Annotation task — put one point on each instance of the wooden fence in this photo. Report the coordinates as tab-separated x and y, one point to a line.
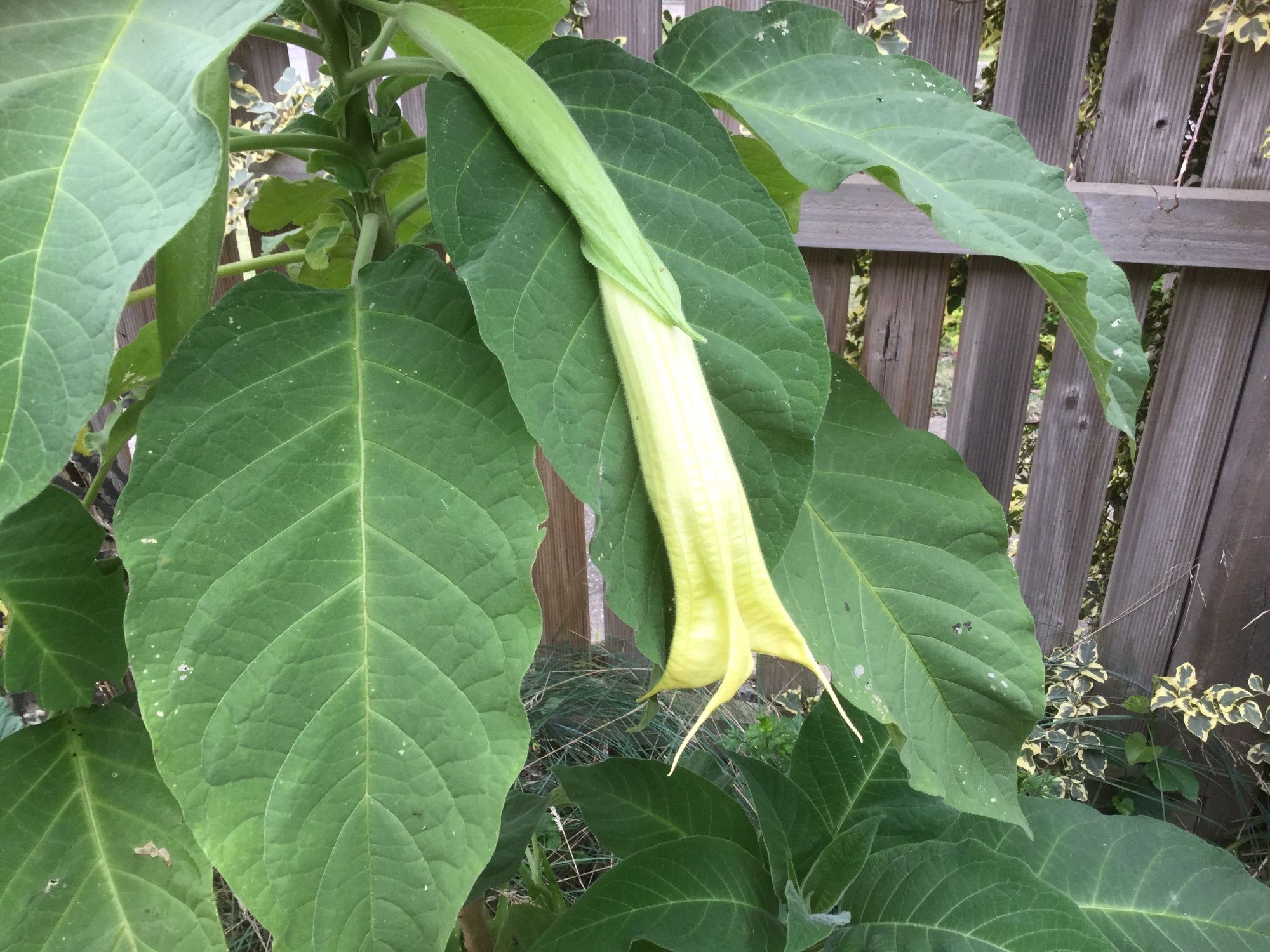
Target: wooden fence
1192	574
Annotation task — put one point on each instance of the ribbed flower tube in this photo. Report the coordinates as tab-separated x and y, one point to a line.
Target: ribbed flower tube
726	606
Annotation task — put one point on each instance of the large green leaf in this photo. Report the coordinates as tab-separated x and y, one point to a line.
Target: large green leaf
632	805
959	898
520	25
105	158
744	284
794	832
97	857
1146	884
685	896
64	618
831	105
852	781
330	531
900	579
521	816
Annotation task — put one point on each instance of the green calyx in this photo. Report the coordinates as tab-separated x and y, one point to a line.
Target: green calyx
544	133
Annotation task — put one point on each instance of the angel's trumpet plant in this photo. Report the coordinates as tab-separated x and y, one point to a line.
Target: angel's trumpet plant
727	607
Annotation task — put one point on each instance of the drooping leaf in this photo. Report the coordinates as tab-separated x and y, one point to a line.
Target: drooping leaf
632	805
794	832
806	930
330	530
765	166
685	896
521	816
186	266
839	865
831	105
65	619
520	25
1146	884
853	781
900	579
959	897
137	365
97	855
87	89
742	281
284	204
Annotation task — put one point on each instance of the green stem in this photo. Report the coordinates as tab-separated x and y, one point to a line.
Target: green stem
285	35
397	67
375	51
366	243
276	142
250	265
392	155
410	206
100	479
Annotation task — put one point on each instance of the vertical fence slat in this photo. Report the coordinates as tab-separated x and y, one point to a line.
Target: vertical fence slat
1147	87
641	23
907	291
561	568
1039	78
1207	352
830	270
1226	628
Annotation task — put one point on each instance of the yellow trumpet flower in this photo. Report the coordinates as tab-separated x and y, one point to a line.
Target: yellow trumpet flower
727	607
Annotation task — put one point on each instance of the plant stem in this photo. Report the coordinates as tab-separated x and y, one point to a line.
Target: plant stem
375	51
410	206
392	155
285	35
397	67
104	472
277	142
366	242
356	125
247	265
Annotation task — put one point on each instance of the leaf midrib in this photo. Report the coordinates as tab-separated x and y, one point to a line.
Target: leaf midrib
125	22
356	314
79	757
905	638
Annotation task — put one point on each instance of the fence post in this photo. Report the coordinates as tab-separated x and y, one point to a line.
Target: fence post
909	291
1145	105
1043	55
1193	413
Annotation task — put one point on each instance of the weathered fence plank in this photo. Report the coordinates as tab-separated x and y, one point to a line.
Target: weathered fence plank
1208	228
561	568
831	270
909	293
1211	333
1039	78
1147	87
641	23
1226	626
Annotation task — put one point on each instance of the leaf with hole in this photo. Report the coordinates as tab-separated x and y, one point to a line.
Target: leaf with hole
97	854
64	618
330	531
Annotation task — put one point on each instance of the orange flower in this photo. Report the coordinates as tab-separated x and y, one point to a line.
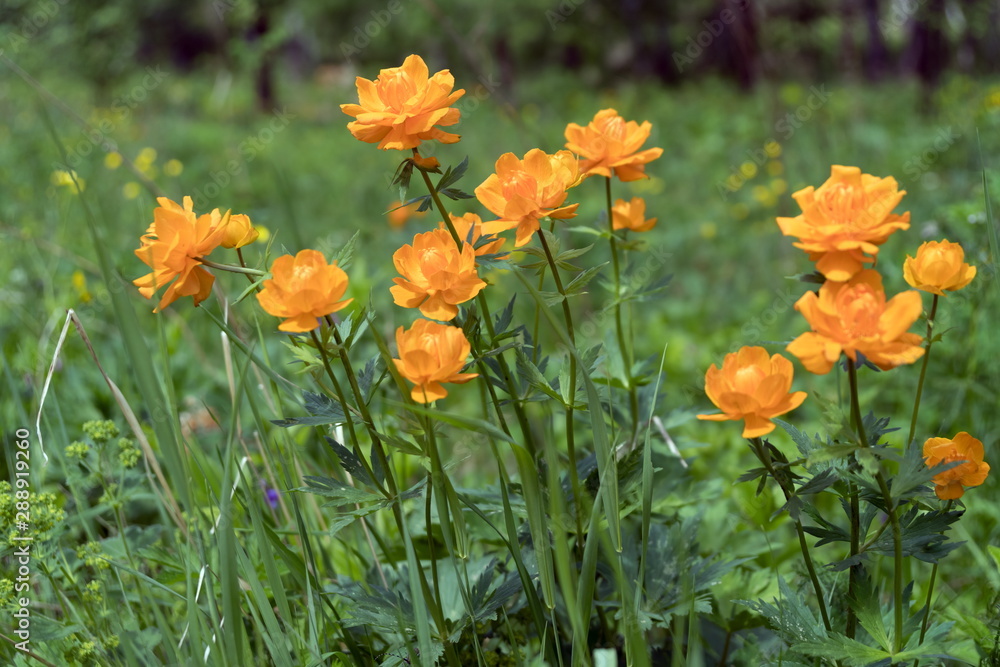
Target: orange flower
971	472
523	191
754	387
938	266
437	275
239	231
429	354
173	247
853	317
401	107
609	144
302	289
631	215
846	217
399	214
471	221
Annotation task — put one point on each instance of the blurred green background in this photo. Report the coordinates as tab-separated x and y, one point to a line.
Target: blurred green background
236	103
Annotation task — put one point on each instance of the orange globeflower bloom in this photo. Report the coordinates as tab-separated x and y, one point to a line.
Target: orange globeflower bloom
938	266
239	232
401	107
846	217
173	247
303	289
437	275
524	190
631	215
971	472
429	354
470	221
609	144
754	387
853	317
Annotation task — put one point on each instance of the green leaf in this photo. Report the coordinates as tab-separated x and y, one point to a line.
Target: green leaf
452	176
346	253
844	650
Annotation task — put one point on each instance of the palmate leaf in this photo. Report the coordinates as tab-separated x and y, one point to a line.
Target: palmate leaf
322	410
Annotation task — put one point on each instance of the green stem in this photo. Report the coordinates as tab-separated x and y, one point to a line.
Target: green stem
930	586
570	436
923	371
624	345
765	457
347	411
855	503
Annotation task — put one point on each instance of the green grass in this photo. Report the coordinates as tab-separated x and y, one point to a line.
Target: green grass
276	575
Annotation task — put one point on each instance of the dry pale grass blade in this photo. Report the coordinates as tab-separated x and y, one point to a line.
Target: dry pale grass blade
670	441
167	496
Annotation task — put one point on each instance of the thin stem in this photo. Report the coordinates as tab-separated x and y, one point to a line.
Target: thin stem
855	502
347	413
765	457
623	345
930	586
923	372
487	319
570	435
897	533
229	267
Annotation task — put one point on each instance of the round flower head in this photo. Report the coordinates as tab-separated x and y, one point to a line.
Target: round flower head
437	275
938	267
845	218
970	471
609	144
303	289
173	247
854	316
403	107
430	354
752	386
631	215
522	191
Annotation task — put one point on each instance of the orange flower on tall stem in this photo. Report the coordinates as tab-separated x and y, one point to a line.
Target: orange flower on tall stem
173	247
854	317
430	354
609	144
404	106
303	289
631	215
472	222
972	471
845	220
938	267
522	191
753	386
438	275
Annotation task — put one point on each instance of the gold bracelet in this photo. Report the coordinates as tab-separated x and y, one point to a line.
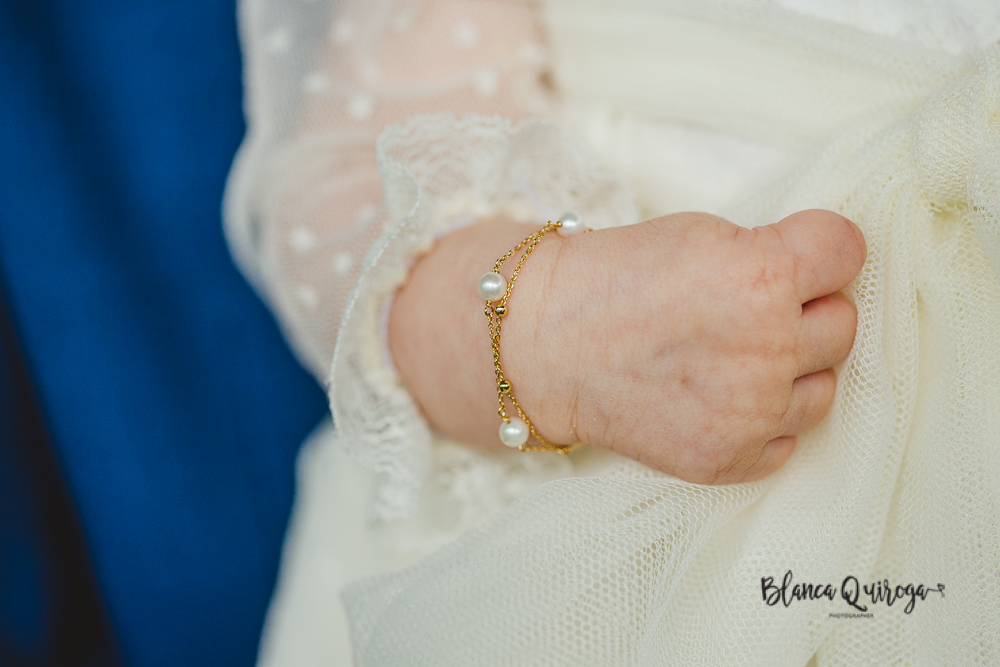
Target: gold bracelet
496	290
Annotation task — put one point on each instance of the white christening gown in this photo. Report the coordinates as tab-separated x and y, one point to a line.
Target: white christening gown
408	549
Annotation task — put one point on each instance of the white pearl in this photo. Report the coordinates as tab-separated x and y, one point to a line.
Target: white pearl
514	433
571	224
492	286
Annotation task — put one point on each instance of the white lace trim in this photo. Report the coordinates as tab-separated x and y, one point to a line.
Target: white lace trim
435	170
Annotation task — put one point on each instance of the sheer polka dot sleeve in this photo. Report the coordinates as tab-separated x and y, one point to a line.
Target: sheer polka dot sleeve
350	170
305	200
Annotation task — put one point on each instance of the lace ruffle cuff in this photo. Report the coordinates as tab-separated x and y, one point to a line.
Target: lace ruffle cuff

(GOAL OF THE EXERCISE): Reproduce word for word every line from the one containing "of the gold" through the end of the records, including both ends, and omit the pictures.

(EXERCISE SOLUTION):
Annotation task — put one point on each instance of the gold bracelet in this photo. Report the coordinates as tab-separated x and y, one point to a line.
Target: gold bracelet
496	290
Annotation task — put one point on each instance of the white christening gown in this photo. Report the coordinates as tab-separated x and y, one point to a line.
Target: white christening gown
408	549
Annotation task — put one point on each instance of the white pearl in this photo. Report the coordinates as tab-separated x and y, one point to a line.
Target: white pearl
514	433
571	224
492	286
Annotation task — put one point on each instance of the white lace trim in this photo. Report the coordinates as tab-separated x and y, one point to a line.
Target: white lace trim
435	170
Annotation task — put one point on each instance of the sheer polka dot sleeve in this photo. Report the coordinates as tab-separated x and y, one point to a line.
Target: sheer polka dot sleeve
350	170
305	200
Annotation task — put one point on each instance of the lace ruffle cuff in this photo. Report the coordinates as tab-separated x and y, one point to a line.
Target: lace ruffle cuff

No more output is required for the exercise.